- **Objetivo del ejercicio**: Transcribe íntegramente, sin alterar una sola palabra ni signo, el texto sobre el concierto dedicado a Alicia de Larrocha.

___ Texto de partida ___

Esta vez el hilo conductor de las obras representadas es que fueron obras dilectas de la gran pianista catalana Alicia de Larrocha, de la cual se cumple este año el centenario de su nacimiento. De Larrocha fue, sin duda, una de las más espléndidas embajadoras de la música culta española, en parte gracias a ella, la obra de Albéniz, Granados o Falla se escucharon allende los confines de nuestro país, pudiendo así ser admiradas con el arrobo que merecen.
Precisamente con Albéniz y su obra magna, la Suite Iberia, comenzó el concierto del viernes 26 de mayo. Pero, puesto que de conciertos sinfónicos se trata, se tocó no la archiconocida versión pianística sino la versión orquestada adaptada por Carlos Suriñach. El director hispano-estadounidense modificó la Suite Iberia lo justo para darle el empaque propio de una orquesta sinfónica, pero manteniendo la esencia , quintaesencia en verdad, de la música española (de hecho, Albéniz introdujo muchas tonadas populares en su suite, algunas peteneras, seguiriyas y otros palos flamencos). Eso sí, el tempo se reduce notablemente, dando mayor capacidad de evocación si cabe. El resultado es excelente, aunque pierde un poco de la arrolladora fuerza del piano solista, consigue el enorme volumen sonoro de la orquesta.

___ Material proporcionado ___

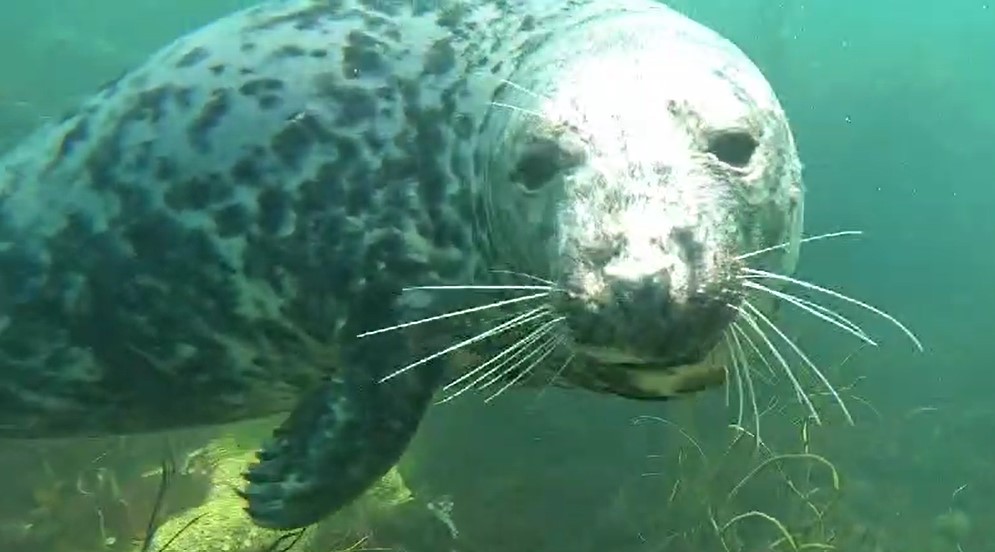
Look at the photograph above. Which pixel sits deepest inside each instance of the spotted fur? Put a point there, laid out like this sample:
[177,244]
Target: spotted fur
[203,239]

___

- **Solución propuesta**:
Esta vez el hilo conductor de las obras representadas es que fueron obras dilectas de la gran pianista catalana Alicia de Larrocha, de la cual se cumple este año el centenario de su nacimiento. De Larrocha fue, sin duda, una de las más espléndidas embajadoras de la música culta española, en parte gracias a ella, la obra de Albéniz, Granados o Falla se escucharon allende los confines de nuestro país, pudiendo así ser admiradas con el arrobo que merecen.
Precisamente con Albéniz y su obra magna, la Suite Iberia, comenzó el concierto del viernes 26 de mayo. Pero, puesto que de conciertos sinfónicos se trata, se tocó no la archiconocida versión pianística sino la versión orquestada adaptada por Carlos Suriñach. El director hispano-estadounidense modificó la Suite Iberia lo justo para darle el empaque propio de una orquesta sinfónica, pero manteniendo la esencia , quintaesencia en verdad, de la música española (de hecho, Albéniz introdujo muchas tonadas populares en su suite, algunas peteneras, seguiriyas y otros palos flamencos). Eso sí, el tempo se reduce notablemente, dando mayor capacidad de evocación si cabe. El resultado es excelente, aunque pierde un poco de la arrolladora fuerza del piano solista, consigue el enorme volumen sonoro de la orquesta.